* [INSTRUCTION]: Output exactly, please, the lines of the records below from the one containing "Where can you see the sky" through the final line.

* [RECORDED INFORMATION]:
• • •

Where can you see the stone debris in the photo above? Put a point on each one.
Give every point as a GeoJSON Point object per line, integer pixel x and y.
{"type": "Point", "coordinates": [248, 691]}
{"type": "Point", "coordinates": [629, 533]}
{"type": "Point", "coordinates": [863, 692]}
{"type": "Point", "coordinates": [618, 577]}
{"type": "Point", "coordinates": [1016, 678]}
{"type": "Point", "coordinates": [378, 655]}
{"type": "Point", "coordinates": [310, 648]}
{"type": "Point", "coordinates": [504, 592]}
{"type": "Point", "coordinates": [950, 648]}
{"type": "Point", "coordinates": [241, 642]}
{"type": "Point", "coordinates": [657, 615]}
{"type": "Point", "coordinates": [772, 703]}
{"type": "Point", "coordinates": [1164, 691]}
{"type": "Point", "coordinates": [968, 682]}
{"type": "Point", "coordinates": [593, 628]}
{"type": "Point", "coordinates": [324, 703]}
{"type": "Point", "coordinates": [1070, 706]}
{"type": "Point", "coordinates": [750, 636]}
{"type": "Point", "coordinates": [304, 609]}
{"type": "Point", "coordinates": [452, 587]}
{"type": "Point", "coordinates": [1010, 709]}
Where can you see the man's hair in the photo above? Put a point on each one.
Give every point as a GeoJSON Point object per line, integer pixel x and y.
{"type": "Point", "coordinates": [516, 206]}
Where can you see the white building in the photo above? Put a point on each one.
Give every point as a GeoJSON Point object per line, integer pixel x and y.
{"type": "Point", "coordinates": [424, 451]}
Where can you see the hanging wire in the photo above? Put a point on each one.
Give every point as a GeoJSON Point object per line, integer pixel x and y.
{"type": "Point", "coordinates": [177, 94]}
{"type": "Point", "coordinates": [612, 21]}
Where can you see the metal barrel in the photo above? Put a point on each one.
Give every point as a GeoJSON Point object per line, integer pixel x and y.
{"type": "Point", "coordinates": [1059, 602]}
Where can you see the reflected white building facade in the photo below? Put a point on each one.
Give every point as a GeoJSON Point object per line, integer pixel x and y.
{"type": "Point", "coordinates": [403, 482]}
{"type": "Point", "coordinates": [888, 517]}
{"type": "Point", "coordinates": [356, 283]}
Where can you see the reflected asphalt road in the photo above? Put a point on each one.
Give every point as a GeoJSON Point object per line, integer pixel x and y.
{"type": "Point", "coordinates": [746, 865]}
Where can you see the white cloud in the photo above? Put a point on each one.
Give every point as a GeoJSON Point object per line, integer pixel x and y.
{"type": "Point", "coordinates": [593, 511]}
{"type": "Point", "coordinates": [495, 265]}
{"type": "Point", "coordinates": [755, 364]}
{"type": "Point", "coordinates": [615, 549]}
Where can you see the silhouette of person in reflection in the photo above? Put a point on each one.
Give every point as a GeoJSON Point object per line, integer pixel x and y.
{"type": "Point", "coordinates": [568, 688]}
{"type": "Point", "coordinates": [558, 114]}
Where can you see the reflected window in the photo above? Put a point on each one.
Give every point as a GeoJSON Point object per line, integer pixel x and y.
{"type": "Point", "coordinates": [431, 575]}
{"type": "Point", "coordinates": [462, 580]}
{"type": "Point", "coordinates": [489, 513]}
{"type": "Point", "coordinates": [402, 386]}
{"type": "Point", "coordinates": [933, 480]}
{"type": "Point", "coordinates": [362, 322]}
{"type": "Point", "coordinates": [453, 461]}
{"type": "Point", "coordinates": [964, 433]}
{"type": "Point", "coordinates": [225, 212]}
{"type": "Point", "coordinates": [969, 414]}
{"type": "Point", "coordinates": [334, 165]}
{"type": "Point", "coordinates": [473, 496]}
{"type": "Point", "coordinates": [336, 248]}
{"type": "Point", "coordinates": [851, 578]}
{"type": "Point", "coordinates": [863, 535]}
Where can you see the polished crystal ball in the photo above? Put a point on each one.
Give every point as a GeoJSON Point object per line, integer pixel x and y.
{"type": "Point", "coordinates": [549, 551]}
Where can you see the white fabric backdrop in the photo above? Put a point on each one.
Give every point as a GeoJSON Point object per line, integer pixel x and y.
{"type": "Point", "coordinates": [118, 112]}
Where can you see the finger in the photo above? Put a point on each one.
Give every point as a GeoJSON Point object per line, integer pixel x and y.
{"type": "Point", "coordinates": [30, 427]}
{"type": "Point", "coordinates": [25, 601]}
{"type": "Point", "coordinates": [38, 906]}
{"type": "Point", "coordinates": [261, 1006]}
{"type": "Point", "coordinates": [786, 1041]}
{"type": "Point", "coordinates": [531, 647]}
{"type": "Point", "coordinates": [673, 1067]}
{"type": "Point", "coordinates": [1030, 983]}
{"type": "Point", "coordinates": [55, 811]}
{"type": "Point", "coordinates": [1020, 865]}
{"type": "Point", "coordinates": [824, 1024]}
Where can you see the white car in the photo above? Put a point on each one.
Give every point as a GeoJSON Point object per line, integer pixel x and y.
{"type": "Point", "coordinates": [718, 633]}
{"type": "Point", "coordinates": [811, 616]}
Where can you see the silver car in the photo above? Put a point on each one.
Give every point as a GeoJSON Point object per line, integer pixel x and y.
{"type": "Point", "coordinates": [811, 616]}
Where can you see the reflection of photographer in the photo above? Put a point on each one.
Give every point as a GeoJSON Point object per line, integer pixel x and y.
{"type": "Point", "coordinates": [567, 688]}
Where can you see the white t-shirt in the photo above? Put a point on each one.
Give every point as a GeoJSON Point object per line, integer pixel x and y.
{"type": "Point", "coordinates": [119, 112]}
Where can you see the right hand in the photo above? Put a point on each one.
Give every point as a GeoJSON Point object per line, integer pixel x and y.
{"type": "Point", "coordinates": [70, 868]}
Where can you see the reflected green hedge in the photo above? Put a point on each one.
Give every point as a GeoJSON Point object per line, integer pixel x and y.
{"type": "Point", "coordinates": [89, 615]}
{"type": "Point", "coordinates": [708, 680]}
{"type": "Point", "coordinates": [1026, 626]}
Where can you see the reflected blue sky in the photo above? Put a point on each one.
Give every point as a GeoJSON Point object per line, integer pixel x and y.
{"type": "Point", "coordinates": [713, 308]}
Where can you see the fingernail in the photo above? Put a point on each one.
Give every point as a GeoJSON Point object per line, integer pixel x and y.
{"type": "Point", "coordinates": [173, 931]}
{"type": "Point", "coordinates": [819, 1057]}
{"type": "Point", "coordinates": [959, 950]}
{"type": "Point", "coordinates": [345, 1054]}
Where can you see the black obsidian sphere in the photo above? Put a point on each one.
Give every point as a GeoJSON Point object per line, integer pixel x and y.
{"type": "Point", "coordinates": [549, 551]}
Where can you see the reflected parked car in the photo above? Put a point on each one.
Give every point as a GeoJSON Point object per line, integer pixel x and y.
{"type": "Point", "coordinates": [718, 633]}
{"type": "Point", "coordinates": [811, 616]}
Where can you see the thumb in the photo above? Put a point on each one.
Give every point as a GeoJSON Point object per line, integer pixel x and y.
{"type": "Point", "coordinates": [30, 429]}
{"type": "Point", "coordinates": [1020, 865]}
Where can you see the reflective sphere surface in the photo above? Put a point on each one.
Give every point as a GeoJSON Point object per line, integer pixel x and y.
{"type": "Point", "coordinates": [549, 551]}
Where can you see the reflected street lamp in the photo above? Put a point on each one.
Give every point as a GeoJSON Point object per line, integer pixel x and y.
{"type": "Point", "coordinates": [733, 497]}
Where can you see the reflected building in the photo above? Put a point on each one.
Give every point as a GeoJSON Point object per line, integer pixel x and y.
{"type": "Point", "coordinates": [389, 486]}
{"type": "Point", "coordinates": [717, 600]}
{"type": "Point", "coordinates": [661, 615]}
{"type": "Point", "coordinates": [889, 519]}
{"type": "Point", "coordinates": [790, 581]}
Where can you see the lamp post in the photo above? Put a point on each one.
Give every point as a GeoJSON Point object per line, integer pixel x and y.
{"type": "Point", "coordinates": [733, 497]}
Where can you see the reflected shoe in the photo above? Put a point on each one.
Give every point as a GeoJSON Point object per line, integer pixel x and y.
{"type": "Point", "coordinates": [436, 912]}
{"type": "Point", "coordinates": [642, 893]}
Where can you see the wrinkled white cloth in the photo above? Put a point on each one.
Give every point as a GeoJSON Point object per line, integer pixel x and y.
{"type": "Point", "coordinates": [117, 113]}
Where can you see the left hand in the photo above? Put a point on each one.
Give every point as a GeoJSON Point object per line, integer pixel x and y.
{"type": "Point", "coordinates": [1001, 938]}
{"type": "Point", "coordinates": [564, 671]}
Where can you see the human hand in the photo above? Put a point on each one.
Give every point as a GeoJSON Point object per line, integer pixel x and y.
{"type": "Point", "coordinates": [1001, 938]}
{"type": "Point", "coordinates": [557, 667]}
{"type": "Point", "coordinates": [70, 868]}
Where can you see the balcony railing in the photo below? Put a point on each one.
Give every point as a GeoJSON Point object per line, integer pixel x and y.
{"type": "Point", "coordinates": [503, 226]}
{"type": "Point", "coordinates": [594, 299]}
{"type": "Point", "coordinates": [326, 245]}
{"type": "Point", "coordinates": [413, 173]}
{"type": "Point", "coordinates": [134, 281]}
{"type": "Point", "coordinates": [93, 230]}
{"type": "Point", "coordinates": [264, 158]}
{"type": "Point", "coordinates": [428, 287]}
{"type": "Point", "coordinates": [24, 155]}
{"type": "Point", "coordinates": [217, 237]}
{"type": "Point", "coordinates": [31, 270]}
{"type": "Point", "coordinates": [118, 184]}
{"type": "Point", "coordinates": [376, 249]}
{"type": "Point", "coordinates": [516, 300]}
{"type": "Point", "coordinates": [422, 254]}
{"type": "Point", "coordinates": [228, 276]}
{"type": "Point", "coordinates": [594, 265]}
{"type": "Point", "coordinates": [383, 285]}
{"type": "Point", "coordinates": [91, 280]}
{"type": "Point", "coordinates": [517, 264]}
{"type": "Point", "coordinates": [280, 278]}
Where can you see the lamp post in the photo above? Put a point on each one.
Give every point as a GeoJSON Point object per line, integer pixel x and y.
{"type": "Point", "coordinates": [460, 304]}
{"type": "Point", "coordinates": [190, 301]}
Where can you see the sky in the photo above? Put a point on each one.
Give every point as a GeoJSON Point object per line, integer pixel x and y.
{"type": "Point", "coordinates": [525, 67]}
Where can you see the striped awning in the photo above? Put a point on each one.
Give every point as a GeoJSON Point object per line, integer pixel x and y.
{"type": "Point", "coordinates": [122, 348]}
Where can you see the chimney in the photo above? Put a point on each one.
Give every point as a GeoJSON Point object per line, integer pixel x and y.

• • •

* [EXERCISE RESPONSE]:
Where can you see the sky in the photo above? Put a point on each one.
Give every point as a GeoJSON Point object per line, integer pixel x and y.
{"type": "Point", "coordinates": [525, 67]}
Where can you see the striped awning in the photo above? Put a point on each one.
Give every point as a GeoJSON Point object per line, integer pixel x and y.
{"type": "Point", "coordinates": [122, 348]}
Where can you see the chimney in the photo above? Put a point on each one.
Give every point as a GeoJSON Point object per line, integer pixel x and y.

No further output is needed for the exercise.